A projectile’s horizontal range equals three times its maximum height. What is the launch angle?
At maximum height, which statement is true about velocity and acceleration?
One ball is thrown horizontally, another is dropped from the same height. Which hits first? Explain.

Relation Between Range and Maximum Height

From the equations for R and H:

\( \frac{H}{R} = \frac{v_0^2 \sin^2 \theta / 2|g|}{v_0^2 \sin 2\theta / |g|} = \frac{\sin^2 \theta}{2 \cdot 2 \sin \theta \cos \theta} = \frac{\sin \theta}{4 \cos \theta} = \frac{\tan \theta}{4} \)

\( H = \frac{R \tan \theta}{4} \)

Example 2.3: A football player kicks a ball at 37° with horizontal. Initial velocity is 40 m/s. (a) Find maximum height. (b) Find horizontal range. (Use g = 10 m/s²)

Solution:
Given: \(v_0 = 40 \text{ m/s}\), \(\theta = 37^\circ\), \(g = 10 \text{ m/s}^2\)
\(\sin 37^\circ \approx 0.6\), \(\cos 37^\circ \approx 0.8\)

(a) Maximum height:
\(H = \frac{v_0^2 \sin^2 \theta}{2g} = \frac{40^2 \times (0.6)^2}{2 \times 10} = \frac{1600 \times 0.36}{20} = \frac{576}{20} = 28.8 \text{ m}\)

(b) Horizontal range:
\(R = \frac{v_0^2 \sin 2\theta}{g} = \frac{40^2 \times \sin 74^\circ}{10} = \frac{1600 \times 0.961}{10} \approx 153.8 \text{ m}\)

Special Cases and Problem Solving

Projectile motion problems often involve:

Projectiles landing at different elevations
Projectiles hitting targets at specific points
Projectiles launched from moving platforms

Example 2.4: A ball is kicked toward a wall 24m away with initial speed 25 m/s at 53° above horizontal. (a) Time to reach wall? (b) Height when hitting wall? (c) Velocity components at impact? (d) Resultant velocity?

> [Data entries]:
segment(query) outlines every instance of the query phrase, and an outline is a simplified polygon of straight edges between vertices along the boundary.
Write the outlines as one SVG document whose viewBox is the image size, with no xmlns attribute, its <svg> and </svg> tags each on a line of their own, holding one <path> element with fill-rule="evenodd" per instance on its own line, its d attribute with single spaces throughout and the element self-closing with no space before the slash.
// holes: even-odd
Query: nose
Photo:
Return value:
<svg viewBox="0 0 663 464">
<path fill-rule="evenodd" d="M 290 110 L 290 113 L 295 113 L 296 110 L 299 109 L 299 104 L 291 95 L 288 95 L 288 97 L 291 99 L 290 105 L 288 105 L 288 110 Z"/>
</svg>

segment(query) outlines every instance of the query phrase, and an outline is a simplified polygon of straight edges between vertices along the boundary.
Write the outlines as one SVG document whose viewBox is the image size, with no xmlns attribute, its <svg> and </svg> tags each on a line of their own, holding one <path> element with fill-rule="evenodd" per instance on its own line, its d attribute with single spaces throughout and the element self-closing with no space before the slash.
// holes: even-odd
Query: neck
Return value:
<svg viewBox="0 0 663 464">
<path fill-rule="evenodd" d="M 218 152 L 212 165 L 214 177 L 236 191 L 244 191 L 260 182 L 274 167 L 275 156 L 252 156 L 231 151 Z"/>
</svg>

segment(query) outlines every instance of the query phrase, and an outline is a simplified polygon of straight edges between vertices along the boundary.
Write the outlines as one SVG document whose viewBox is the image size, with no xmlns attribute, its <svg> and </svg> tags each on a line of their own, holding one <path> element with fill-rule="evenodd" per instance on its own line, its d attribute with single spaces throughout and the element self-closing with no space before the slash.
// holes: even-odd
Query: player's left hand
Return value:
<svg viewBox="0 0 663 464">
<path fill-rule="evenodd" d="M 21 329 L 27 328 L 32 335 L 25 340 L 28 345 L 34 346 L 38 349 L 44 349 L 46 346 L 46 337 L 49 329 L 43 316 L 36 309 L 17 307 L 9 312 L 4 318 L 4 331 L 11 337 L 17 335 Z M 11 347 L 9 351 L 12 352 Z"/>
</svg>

> [Required tasks]:
1. In one to three sentences, explain how the projectile motion excerpt arrives at H = R tan θ / 4.
2. Please output the part of the projectile motion excerpt starting at "From the equations" and ending at "g = 10 m/s²)".

> [Per-task outputs]:
1. The excerpt divides the maximum-height expression, v₀² sin²θ / 2|g|, by the range expression, v₀² sin 2θ / |g|, so v₀² and g cancel. Writing sin 2θ as 2 sin θ cos θ reduces the ratio to sin θ / (4 cos θ), which is tan θ / 4. Therefore H/R = tan θ / 4, and H = R tan θ / 4.

2.
From the equations for R and H:

\( \frac{H}{R} = \frac{v_0^2 \sin^2 \theta / 2|g|}{v_0^2 \sin 2\theta / |g|} = \frac{\sin^2 \theta}{2 \cdot 2 \sin \theta \cos \theta} = \frac{\sin \theta}{4 \cos \theta} = \frac{\tan \theta}{4} \)

\( H = \frac{R \tan \theta}{4} \)

Example 2.3: A football player kicks a ball at 37° with horizontal. Initial velocity is 40 m/s. (a) Find maximum height. (b) Find horizontal range. (Use g = 10 m/s²)